* Start *
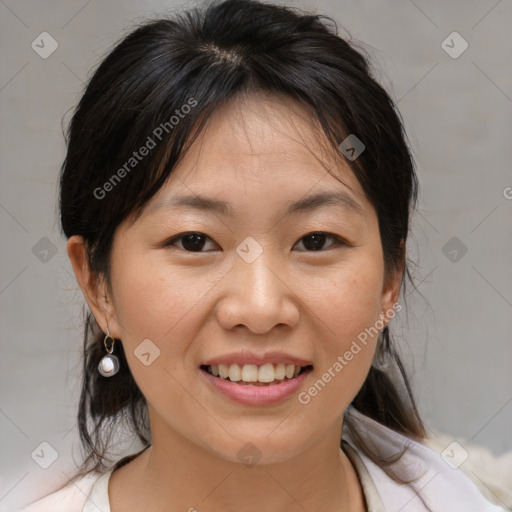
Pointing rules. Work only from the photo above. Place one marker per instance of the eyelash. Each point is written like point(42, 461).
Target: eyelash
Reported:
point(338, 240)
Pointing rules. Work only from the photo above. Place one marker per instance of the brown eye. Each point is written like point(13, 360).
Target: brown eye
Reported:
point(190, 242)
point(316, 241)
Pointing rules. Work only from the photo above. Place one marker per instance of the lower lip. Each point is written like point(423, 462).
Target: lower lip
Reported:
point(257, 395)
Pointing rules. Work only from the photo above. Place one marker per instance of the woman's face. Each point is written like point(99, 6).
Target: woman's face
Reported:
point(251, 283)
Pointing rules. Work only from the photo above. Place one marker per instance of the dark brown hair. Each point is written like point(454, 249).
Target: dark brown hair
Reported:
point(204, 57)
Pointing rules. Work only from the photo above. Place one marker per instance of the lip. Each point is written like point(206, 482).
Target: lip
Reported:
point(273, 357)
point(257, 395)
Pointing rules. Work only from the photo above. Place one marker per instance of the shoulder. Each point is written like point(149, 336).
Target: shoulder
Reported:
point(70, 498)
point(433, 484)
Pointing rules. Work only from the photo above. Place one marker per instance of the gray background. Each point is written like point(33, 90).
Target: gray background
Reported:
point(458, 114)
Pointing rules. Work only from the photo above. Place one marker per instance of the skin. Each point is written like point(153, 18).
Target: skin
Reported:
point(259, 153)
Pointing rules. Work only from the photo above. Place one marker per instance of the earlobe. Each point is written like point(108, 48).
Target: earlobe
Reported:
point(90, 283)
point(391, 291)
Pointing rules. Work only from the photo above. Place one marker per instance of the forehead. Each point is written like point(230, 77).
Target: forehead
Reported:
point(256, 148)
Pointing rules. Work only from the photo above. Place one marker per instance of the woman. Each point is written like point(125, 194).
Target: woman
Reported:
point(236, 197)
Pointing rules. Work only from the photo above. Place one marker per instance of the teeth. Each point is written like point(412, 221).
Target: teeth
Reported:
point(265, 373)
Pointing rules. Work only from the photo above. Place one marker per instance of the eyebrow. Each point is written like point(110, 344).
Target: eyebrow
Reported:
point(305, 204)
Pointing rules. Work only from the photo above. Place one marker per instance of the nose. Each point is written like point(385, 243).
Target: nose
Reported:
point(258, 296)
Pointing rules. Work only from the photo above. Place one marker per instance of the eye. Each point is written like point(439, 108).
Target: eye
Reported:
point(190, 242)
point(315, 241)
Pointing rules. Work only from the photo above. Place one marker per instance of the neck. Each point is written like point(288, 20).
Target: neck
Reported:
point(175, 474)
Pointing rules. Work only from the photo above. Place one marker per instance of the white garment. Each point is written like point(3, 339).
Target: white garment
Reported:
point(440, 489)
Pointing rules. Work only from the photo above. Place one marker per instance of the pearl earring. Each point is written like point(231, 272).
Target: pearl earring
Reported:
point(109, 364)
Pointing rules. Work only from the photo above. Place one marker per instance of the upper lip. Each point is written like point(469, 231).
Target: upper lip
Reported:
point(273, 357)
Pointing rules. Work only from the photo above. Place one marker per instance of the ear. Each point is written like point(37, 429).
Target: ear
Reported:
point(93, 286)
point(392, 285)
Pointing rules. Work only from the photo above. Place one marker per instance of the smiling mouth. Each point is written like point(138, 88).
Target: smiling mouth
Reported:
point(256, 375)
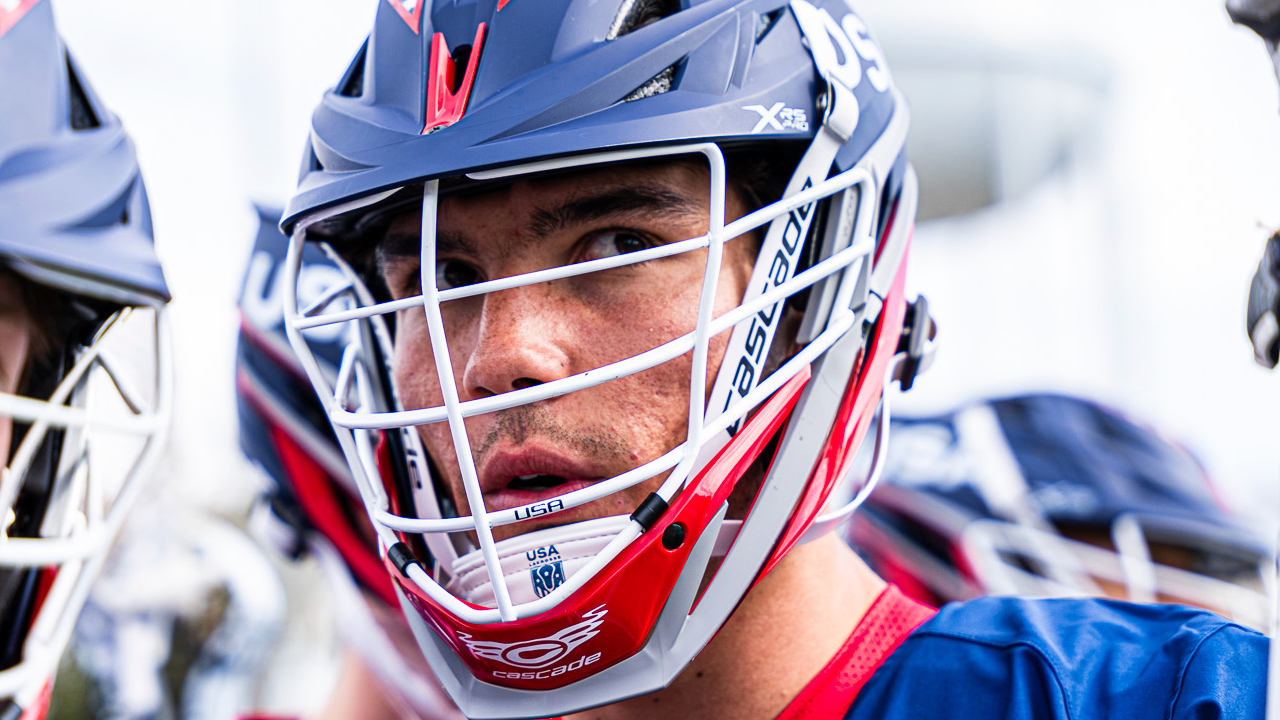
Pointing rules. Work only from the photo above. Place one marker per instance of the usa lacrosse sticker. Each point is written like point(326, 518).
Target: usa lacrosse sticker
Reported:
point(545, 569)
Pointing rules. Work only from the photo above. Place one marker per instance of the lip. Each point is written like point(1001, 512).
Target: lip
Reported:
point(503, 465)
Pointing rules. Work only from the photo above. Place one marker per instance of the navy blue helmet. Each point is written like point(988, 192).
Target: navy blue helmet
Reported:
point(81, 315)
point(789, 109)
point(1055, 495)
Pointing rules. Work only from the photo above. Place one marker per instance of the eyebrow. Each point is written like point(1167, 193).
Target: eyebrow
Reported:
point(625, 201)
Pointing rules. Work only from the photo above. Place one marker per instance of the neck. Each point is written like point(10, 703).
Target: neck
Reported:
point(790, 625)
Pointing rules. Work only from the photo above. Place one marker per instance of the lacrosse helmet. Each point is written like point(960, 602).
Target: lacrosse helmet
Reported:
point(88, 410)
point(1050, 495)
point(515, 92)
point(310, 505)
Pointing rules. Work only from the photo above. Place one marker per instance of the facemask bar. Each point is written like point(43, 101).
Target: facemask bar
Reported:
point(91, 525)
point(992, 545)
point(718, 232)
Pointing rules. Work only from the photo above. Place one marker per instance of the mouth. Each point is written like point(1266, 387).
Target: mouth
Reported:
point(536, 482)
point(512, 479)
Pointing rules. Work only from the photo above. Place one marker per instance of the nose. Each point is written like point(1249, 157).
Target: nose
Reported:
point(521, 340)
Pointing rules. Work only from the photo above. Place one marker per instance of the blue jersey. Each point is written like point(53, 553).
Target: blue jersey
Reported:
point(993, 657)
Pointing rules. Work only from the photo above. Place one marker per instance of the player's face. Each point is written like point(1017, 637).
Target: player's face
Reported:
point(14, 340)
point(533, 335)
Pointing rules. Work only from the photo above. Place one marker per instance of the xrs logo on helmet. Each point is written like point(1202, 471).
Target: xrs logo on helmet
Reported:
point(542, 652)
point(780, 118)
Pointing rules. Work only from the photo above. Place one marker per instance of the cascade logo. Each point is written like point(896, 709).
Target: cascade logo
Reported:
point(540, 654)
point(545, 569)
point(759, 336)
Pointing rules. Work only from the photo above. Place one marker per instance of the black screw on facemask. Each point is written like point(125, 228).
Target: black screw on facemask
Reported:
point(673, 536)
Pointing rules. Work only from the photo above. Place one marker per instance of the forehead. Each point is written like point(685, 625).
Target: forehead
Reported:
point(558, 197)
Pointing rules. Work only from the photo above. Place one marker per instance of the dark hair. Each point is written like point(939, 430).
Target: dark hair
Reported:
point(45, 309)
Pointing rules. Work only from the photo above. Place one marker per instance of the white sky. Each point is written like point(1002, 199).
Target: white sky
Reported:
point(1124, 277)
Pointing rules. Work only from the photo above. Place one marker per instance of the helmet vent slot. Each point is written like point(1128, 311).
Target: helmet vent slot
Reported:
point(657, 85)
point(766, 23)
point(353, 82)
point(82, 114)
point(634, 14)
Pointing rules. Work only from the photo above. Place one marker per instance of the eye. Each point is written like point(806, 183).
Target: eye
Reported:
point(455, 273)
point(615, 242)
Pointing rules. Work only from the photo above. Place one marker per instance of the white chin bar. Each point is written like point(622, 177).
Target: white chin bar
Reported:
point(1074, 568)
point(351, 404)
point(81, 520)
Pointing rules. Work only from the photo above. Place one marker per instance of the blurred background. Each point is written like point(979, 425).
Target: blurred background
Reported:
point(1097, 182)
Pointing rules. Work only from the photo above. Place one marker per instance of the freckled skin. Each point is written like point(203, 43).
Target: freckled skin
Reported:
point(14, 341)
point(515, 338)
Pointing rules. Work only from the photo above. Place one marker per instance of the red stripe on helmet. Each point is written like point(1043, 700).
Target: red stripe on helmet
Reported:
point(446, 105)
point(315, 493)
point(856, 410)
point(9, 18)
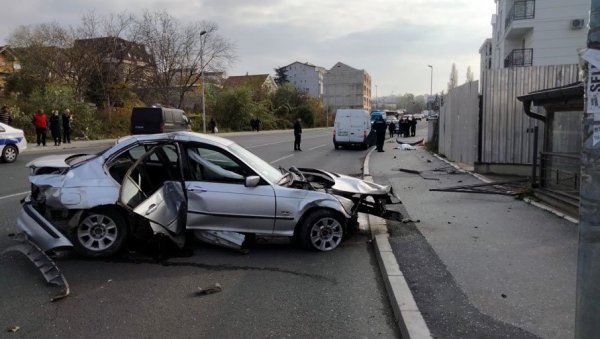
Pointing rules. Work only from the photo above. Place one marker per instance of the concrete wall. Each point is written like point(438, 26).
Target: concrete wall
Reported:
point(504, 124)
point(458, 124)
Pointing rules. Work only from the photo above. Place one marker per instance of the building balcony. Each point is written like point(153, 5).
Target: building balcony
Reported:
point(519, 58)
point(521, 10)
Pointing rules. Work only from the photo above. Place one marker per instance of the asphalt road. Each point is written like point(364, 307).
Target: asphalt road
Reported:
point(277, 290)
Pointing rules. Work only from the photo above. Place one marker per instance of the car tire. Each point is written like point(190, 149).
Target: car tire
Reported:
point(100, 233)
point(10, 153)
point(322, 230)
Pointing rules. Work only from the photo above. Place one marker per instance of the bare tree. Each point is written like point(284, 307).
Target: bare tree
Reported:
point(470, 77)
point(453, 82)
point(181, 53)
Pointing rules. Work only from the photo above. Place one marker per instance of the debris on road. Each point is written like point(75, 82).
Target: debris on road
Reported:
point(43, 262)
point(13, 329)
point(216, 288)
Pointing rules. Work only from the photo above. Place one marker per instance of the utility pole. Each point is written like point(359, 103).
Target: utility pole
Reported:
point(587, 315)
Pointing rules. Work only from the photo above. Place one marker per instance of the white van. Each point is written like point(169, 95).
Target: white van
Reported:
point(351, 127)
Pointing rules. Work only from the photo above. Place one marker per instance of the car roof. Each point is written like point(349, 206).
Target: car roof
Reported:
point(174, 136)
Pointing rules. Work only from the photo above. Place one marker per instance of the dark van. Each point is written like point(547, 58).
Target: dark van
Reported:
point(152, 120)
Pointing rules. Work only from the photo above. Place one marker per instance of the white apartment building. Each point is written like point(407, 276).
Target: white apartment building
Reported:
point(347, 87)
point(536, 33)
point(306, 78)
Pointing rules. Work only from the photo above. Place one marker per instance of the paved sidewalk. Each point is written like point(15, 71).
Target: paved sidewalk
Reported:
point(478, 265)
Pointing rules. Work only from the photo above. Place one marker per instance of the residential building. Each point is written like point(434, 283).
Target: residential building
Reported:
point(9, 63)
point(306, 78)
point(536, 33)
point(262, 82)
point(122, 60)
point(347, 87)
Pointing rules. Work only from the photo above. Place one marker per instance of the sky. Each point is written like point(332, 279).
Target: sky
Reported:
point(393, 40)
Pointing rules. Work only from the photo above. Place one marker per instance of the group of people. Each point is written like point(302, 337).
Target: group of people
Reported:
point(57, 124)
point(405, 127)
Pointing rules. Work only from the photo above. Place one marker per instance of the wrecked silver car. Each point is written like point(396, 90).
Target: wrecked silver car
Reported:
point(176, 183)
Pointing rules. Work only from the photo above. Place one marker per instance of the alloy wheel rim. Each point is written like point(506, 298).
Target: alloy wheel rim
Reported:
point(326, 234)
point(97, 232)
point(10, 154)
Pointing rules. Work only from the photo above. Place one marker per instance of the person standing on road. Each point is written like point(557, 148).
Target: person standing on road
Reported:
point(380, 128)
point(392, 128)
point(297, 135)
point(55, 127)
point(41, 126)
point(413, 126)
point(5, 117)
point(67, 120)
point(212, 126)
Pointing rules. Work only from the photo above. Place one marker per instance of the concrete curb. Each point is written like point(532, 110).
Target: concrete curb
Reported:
* End *
Rescale the items starting at the line that contains "like point(190, 149)." and ending at the line that contains "point(322, 230)", and repeat all of those lines, requests included. Multiply each coordinate in the reported points by 1.95 and round to whole numbers, halves up, leaving the sample points in the requests as they are.

• Reply to the exercise:
Pointing rules. Work only from the photo above. Place one marker per instance of the car tire. Each point is written like point(190, 149).
Target: car tire
Reported:
point(195, 454)
point(20, 298)
point(628, 449)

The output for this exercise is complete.